— start —

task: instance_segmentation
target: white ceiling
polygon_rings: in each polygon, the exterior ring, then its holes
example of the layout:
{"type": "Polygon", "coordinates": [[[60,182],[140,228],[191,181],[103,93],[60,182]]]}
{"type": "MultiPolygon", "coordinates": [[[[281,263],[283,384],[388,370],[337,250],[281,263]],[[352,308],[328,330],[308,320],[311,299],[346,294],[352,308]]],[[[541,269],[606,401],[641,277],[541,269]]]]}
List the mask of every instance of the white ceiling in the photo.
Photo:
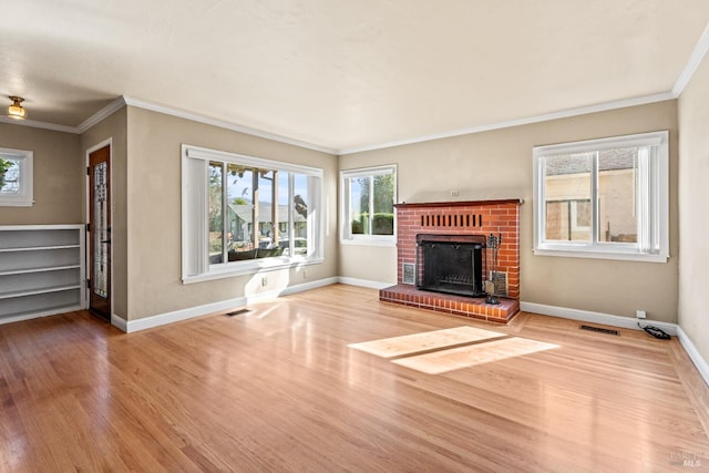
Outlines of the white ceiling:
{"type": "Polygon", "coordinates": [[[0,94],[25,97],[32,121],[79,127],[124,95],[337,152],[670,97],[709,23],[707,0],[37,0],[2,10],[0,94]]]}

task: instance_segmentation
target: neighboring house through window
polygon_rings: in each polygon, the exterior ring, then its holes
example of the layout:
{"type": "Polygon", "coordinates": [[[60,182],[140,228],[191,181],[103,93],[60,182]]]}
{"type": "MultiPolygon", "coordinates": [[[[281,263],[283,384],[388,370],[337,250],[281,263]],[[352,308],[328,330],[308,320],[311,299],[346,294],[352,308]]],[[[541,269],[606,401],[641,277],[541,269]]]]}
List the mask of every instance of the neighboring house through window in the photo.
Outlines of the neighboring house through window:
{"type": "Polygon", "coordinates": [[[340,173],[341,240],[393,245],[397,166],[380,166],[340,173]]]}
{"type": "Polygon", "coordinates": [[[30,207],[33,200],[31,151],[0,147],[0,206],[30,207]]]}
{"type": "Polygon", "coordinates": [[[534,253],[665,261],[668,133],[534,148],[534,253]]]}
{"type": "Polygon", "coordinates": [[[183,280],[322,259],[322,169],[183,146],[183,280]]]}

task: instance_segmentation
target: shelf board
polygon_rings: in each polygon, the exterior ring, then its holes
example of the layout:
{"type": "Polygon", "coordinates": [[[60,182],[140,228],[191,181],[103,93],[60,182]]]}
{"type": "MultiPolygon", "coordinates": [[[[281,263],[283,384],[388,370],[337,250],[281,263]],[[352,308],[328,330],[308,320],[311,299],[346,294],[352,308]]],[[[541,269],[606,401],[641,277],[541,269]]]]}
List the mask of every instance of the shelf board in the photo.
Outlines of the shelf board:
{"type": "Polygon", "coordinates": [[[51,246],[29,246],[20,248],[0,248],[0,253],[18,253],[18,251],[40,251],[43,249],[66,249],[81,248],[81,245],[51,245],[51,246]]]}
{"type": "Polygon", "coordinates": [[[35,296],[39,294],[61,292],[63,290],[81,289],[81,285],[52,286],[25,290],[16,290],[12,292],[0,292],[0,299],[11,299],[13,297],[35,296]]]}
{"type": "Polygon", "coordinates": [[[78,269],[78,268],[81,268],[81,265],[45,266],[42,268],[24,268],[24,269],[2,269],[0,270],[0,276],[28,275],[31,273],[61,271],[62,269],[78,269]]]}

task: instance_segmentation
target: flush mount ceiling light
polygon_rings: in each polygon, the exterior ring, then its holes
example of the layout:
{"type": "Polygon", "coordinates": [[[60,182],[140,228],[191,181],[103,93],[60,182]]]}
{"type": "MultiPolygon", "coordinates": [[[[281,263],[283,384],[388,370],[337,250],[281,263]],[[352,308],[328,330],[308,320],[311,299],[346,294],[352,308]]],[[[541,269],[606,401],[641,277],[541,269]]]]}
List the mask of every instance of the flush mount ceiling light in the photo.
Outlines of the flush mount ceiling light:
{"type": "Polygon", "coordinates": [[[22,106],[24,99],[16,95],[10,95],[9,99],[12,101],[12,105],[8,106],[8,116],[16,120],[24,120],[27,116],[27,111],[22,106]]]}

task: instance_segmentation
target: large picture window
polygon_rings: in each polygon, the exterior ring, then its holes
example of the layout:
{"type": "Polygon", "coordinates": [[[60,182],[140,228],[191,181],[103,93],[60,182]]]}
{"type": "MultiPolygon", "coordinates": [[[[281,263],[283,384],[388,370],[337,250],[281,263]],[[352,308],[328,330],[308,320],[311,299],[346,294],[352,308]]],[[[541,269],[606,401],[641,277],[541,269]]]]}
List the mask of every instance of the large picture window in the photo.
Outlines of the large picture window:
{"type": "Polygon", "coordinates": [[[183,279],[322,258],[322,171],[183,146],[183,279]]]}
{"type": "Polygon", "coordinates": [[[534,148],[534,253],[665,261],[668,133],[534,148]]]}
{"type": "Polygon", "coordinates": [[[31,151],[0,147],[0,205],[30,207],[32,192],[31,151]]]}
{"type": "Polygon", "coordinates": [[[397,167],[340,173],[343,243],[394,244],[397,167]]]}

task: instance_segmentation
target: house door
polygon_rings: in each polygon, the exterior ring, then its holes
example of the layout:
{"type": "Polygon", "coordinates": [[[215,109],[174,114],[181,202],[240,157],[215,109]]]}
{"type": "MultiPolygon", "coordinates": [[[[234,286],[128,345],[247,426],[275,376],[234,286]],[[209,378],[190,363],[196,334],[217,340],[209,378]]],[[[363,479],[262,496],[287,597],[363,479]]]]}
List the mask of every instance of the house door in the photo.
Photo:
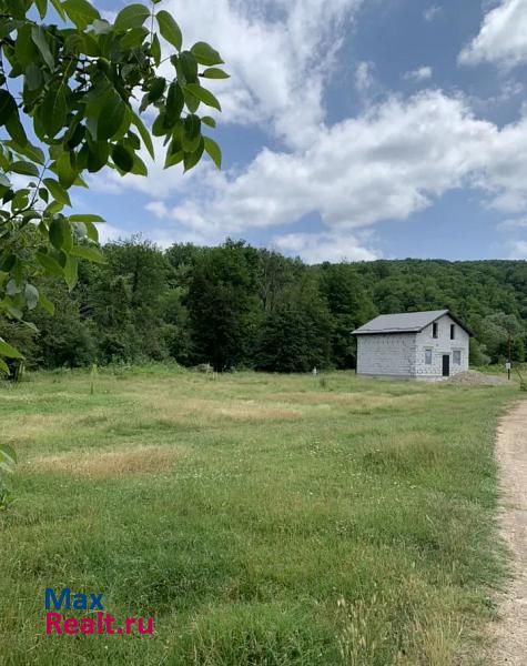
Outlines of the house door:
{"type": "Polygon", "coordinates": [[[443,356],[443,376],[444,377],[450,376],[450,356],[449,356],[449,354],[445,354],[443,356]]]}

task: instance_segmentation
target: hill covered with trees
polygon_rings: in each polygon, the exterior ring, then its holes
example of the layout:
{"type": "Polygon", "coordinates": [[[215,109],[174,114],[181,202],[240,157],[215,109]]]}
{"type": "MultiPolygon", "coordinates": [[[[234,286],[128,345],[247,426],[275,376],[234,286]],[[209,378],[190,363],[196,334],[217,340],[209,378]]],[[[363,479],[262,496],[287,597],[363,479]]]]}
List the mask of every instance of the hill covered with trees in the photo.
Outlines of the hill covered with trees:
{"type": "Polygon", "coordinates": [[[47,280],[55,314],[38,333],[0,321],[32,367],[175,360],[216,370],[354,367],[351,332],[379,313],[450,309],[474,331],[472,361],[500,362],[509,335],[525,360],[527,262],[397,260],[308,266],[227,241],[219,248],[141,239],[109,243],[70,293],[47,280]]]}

— end —
— start —

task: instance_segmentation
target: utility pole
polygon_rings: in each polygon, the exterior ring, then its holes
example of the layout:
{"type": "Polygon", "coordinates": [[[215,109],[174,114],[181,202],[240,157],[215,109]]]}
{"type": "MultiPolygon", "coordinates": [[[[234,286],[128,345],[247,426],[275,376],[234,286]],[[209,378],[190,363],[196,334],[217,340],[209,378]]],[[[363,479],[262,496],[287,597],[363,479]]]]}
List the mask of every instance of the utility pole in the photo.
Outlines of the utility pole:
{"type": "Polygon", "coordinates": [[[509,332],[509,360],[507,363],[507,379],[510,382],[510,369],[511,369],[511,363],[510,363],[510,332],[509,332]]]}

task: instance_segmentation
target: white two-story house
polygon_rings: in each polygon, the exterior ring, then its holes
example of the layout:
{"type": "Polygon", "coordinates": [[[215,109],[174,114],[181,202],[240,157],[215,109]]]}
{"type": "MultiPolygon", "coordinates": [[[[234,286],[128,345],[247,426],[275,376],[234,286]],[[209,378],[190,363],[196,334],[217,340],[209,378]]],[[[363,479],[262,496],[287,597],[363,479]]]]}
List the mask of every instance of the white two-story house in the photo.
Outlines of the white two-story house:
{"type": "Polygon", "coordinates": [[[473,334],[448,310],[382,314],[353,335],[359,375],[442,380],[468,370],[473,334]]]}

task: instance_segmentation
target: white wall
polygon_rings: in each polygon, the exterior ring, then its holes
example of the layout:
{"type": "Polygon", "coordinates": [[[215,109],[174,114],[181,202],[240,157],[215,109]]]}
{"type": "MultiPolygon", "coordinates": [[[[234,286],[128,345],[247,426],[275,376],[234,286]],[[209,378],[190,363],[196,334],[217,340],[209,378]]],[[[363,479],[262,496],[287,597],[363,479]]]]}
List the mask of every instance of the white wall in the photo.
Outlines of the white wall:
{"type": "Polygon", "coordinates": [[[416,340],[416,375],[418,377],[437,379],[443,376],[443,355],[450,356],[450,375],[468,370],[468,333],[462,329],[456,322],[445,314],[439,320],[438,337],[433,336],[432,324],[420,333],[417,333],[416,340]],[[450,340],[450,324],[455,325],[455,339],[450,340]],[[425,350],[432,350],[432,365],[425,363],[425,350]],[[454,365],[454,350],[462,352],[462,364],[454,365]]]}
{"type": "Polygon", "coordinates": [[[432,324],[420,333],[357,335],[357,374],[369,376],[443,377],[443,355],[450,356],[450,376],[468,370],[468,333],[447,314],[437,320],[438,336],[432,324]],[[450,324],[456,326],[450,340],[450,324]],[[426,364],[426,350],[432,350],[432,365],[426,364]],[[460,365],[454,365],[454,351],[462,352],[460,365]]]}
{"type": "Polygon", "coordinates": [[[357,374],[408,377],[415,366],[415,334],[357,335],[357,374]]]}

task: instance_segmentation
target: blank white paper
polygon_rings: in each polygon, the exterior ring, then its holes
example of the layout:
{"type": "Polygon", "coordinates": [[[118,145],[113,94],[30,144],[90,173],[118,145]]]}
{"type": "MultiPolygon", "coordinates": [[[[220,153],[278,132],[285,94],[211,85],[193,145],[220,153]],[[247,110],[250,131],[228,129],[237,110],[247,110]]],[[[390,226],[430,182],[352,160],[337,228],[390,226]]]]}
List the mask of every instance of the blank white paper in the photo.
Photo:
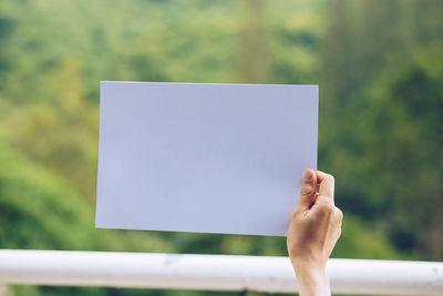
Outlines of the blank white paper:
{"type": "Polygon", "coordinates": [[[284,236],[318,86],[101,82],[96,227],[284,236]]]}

— end —

* _Task to carry out_:
Locate each line in the records above that contains the string "shelf", and copy every such line.

* _Response to this task_:
target: shelf board
List the mask of every instance of the shelf board in the photo.
Outlines of the shelf board:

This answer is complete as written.